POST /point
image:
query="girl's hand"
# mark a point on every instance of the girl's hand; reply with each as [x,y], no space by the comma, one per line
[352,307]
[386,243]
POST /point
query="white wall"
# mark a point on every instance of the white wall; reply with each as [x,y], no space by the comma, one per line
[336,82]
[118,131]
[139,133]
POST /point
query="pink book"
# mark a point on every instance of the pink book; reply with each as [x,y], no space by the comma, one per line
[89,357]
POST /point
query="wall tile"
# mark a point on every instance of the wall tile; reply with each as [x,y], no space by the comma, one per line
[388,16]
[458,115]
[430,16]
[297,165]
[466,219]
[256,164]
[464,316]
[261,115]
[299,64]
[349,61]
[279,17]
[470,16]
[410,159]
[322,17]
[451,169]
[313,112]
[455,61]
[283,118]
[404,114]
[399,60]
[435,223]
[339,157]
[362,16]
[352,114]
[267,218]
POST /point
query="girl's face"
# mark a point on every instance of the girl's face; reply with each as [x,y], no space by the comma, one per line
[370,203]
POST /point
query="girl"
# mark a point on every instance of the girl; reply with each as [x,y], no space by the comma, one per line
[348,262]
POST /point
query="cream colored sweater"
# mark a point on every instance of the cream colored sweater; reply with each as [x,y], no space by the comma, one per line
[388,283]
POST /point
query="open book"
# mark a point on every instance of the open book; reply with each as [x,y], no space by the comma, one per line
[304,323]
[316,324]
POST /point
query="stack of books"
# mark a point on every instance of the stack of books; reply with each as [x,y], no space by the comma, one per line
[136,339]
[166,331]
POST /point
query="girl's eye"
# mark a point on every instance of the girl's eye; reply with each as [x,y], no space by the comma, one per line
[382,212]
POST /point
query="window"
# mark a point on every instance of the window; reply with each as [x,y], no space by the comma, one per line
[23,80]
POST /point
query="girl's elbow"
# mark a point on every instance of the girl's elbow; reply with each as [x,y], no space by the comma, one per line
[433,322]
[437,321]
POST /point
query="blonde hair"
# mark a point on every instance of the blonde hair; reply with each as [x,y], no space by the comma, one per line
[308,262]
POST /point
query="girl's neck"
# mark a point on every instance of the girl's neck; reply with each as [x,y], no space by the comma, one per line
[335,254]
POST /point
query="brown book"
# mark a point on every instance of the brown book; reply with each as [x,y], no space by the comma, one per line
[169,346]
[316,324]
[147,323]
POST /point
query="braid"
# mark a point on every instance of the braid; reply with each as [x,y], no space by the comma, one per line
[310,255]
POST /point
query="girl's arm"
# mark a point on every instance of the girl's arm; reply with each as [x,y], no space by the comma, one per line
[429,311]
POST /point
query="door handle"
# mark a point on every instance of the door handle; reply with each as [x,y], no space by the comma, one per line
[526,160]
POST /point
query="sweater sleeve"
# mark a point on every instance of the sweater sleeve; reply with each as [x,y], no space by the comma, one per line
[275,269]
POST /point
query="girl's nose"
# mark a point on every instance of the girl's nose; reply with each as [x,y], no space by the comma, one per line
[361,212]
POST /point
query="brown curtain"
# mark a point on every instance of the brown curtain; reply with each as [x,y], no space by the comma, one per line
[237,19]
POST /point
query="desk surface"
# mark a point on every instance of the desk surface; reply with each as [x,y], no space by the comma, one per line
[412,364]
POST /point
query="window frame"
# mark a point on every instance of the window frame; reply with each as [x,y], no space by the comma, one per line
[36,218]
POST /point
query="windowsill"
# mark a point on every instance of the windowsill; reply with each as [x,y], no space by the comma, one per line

■ **JOB**: Extract each record, keeping it identical to the original.

■ **ANSWER FOR THIS EXERCISE**:
POST /point
image:
query="girl's hand"
# mark a point on every instance of the girl's hand; reply with each as [x,y], no space by the comma, one per line
[352,307]
[386,243]
POST /point
query="white wall"
# mark a point on every instance of the white wall; reply with each as [x,y], no space by the comma, one per line
[336,82]
[118,131]
[139,133]
POST /point
query="pink book"
# mark a point on every instance of the pink book; reply with each as [x,y], no space by the comma, one per line
[89,357]
POST /point
query="wall tile"
# mark a point on every instance of the wall tile; reply with each as [x,y], no space by the comma, one per line
[388,16]
[458,115]
[430,16]
[297,165]
[466,219]
[256,164]
[464,316]
[261,115]
[299,64]
[349,61]
[279,17]
[470,16]
[410,159]
[322,17]
[451,169]
[313,112]
[455,61]
[283,118]
[404,114]
[399,60]
[435,223]
[339,157]
[362,16]
[352,114]
[267,218]
POST /point
query="girl's face"
# mark a point on every instance of the girl's face; reply with each as [x,y], no space by the comma, one per line
[370,203]
POST /point
query="girl"
# mark a point on every instance of the girl; reply with each as [x,y], no space by the comma, one per line
[348,262]
POST /point
query="cream colored sweater"
# mark a point on every instance of the cream colored sweater; reply with each as [x,y], no space by the comma, one per line
[388,283]
POST /point
query="open book"
# mark a point on every instance of the open book; reply with each as [x,y], no space by the comma, one per line
[304,323]
[316,324]
POST /point
query="stack of books"
# mark a point on every instance of the stack of books; reply with each as [x,y], no space by the comma, one per line
[136,339]
[166,331]
POST /point
query="girl's eye"
# mark a point on every instance of the girl's eye; reply with each as [x,y], no space by the comma, one per line
[382,212]
POST /point
query="window"
# mark a point on every instance of the window; reply with each as [x,y], no space by the comma, one per line
[23,80]
POST /point
query="girl's elbow"
# mark a point on every instance of the girl's elbow; reply with each as [x,y], no space by the comma, one per line
[433,322]
[437,321]
POST /point
query="blonde hair"
# mark a point on every instance of the blonde hair; reply with each as [x,y], no space by the comma, one per line
[308,262]
POST /point
query="girl's neck"
# mark a point on every instance of the girl's neck; reply with each as [x,y], no space by the comma, one per line
[335,254]
POST /point
query="brown book"
# mark a point on every instance of the brown book; reply with each as [x,y], no space by the comma, one per line
[169,346]
[316,324]
[147,323]
POST /point
query="braid"
# mark a point on every instance of the braid; reply with each as [x,y], no space by the comma, one per line
[310,255]
POST /point
query="girl's arm"
# mark a point on every instance of the girl's arm; reply with each as [x,y], no space by the comma, one per line
[429,311]
POST /point
query="door handle"
# mark a point on every instance of the door handle; reply with each as [x,y], no space by the comma, one per line
[526,160]
POST /point
query="sweater sleeve"
# mark a point on every instance of the sweater sleeve; reply with each as [x,y], no space by the comma, one per line
[275,269]
POST /point
query="girl's nose"
# mark a point on every instance of the girl's nose; reply with each as [x,y], no space by the comma, one per line
[361,212]
POST /point
query="brown curtain"
# mark a point on every instance of the brown curtain; reply with each as [x,y], no space by the comma, one per line
[237,19]
POST /point
query="desk surface"
# mark a point on every instance of the desk surface; reply with each as [x,y], no space by the comma, one per line
[412,364]
POST /point
query="window frame"
# mark a point on every instance of the window frame; reply with each as [x,y], no space by the comma, one per line
[36,218]
POST /point
query="windowsill"
# mark a point on every instance of the windowsill; reply with each as [x,y], no space by the comma, one per line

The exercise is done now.